In the post on oysters and beavers, why are the Eastern oyster and the North American beaver called a lovely pairing for the Chesapeake Bay? Answer in one to three sentences.

BEGIN Passage for review

So we shipped off the package of booklets for the conference yesterday. They were heavy so we tried for ‘media mail’ but god knows the criteria is pretty hard to meet. They are clearly educational and not retail, but they do contain a staple and that might be too bound for the cheap seats. We’ll see, In the meantime to co-director of BeaverCon has a nice article with a snappy title. You are registered, aren’t you?
Of bivalves & beavers: Let’s leave our landscapes to these experts
They might seem an odd couple, Crassostrea virginica and Castor canadensis — the Eastern oyster and the North American beaver. But ecologically, for the Chesapeake Bay, the mollusk and the rodent are a lovely pairing, a compelling linkage of water and watershed.
Both were keystone species, the one’s dense reefs and the other’s ubiquitous damming and ponding create habitat and enhance water quality to the benefit of a host of other species.
A restored Chesapeake could use lots more oysters and beavers. Work on the former is well under way, with Maryland and Virginia creating sanctuaries where reef building can once again occur. Watermen, and to a point the Hogan administration, oppose this as a loss of fishing opportunity.
As your eyes and your brain adjust to what McGill has done to the Baltimore County gully, you begin to notice his “mess” is aflutter with butterflies, hopping with frogs and ablaze with the flowering of asters, daisies, Joe Pye weed and the new growth of willows.
I don’t really think of bi-valves as a keystone species. Do you think they get a festival? I bet they do. But one where people eat them, which isn’t nearly as educational. Shhh this is the good part:
McGill is an apostle for how to share the watershed with beavers, using “beaver deceiver” devices such as pipes placed in their dams to control flooding. He is organizing a major conference on beavers (BEAVERCON 2020) near Baltimore this March to spread the good word.
Ho Ho Ho! The conference gets a sliver of press! Let’s hope more follows! Excellent news and an excellent way to think about our natural systems. Often letting nature do its job and getting OUT OF ITS WAY is the most useful thing we can do for the planet.
Take climate change for instance.
Rewilding can help mitigate climate change, researchers highlight after conducting global assessment
A new study has shown that rewilding can help to mitigate climate change, delivering a diverse range of benefits to the environment with varied regional impacts.

END Passage for review
BEGIN Extracted records

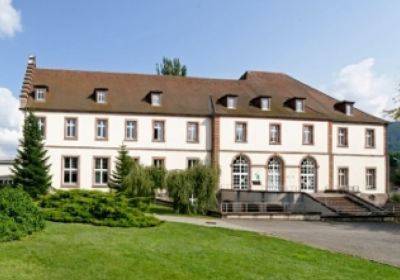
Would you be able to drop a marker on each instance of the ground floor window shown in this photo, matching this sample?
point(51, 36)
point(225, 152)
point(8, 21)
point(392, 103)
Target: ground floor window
point(274, 174)
point(370, 178)
point(308, 174)
point(240, 173)
point(101, 171)
point(70, 171)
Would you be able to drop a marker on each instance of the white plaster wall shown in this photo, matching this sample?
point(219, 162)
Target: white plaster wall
point(357, 166)
point(258, 135)
point(356, 139)
point(259, 161)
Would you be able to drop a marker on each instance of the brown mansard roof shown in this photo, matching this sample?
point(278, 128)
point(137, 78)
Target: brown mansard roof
point(72, 91)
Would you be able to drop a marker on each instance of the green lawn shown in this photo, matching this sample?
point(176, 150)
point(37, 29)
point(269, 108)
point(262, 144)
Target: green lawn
point(173, 251)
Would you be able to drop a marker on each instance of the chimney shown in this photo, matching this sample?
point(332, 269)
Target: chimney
point(27, 86)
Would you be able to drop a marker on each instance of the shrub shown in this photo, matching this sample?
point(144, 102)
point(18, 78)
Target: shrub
point(395, 197)
point(199, 182)
point(96, 208)
point(19, 216)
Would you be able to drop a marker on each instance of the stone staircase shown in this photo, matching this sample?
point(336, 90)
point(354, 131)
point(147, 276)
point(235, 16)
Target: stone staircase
point(343, 205)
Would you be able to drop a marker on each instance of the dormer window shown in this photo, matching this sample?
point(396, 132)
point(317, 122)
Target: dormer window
point(40, 94)
point(346, 107)
point(231, 102)
point(101, 96)
point(265, 103)
point(156, 99)
point(299, 105)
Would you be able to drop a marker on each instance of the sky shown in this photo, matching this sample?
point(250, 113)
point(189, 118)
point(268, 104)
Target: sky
point(346, 48)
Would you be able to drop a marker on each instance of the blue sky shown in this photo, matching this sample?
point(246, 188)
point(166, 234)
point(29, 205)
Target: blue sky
point(348, 48)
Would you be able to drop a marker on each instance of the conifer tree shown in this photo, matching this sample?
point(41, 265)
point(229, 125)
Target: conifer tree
point(30, 169)
point(123, 166)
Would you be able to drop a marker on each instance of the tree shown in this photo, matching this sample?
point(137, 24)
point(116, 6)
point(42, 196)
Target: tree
point(123, 166)
point(30, 169)
point(171, 67)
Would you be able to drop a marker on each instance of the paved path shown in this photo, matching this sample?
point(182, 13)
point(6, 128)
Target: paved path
point(374, 241)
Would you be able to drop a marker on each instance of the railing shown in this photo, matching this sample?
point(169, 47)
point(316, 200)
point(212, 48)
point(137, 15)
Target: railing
point(260, 207)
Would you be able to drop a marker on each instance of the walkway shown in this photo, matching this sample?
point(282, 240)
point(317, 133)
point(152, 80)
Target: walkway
point(375, 241)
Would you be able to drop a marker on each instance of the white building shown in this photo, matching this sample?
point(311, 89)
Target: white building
point(266, 131)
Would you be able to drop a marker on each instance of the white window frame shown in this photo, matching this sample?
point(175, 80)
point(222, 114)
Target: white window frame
point(70, 170)
point(274, 134)
point(240, 132)
point(71, 128)
point(370, 178)
point(192, 132)
point(370, 138)
point(241, 173)
point(343, 177)
point(231, 102)
point(299, 105)
point(40, 94)
point(155, 99)
point(159, 131)
point(131, 130)
point(101, 129)
point(265, 103)
point(101, 170)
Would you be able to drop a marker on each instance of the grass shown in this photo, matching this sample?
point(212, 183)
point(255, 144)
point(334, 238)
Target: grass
point(173, 251)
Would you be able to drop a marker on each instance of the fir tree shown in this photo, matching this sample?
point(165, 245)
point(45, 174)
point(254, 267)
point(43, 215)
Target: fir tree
point(123, 166)
point(30, 169)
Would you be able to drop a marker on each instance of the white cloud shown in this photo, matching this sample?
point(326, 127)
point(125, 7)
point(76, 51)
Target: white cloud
point(10, 123)
point(358, 82)
point(10, 19)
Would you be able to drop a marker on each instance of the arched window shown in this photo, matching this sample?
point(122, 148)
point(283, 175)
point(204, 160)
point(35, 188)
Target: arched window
point(240, 173)
point(308, 174)
point(274, 174)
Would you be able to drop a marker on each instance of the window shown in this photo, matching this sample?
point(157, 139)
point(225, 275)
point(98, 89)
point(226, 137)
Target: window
point(155, 99)
point(349, 109)
point(42, 126)
point(101, 96)
point(370, 178)
point(265, 103)
point(192, 134)
point(192, 162)
point(274, 134)
point(71, 125)
point(158, 131)
point(231, 102)
point(131, 130)
point(299, 105)
point(342, 137)
point(274, 174)
point(308, 135)
point(240, 132)
point(100, 171)
point(370, 138)
point(40, 94)
point(70, 171)
point(308, 175)
point(101, 129)
point(158, 162)
point(343, 177)
point(240, 173)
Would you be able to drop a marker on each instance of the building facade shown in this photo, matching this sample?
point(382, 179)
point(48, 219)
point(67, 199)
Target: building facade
point(265, 131)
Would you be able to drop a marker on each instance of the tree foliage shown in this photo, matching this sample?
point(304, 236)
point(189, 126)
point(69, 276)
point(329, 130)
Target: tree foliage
point(193, 190)
point(172, 67)
point(30, 169)
point(123, 166)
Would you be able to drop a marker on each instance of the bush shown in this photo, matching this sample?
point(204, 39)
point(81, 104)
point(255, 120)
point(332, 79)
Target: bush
point(96, 208)
point(395, 197)
point(19, 216)
point(199, 182)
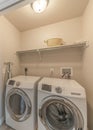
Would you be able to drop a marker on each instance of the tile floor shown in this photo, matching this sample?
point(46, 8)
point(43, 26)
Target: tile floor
point(4, 127)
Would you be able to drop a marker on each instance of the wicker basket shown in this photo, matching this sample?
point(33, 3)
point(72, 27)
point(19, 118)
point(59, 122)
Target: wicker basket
point(54, 42)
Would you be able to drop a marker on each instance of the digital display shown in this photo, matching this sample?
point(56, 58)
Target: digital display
point(11, 82)
point(46, 87)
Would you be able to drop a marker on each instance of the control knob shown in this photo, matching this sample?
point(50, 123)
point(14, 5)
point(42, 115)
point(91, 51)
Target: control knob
point(17, 83)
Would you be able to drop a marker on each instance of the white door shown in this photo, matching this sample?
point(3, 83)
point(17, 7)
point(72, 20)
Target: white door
point(18, 104)
point(59, 113)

END Extracted records

# Solution for this task
Both were keystone species. The oyster's dense reefs and the beaver's widespread damming and ponding create habitat and improve water quality, which benefits many other species. Together they form a link between the bay's water and its watershed.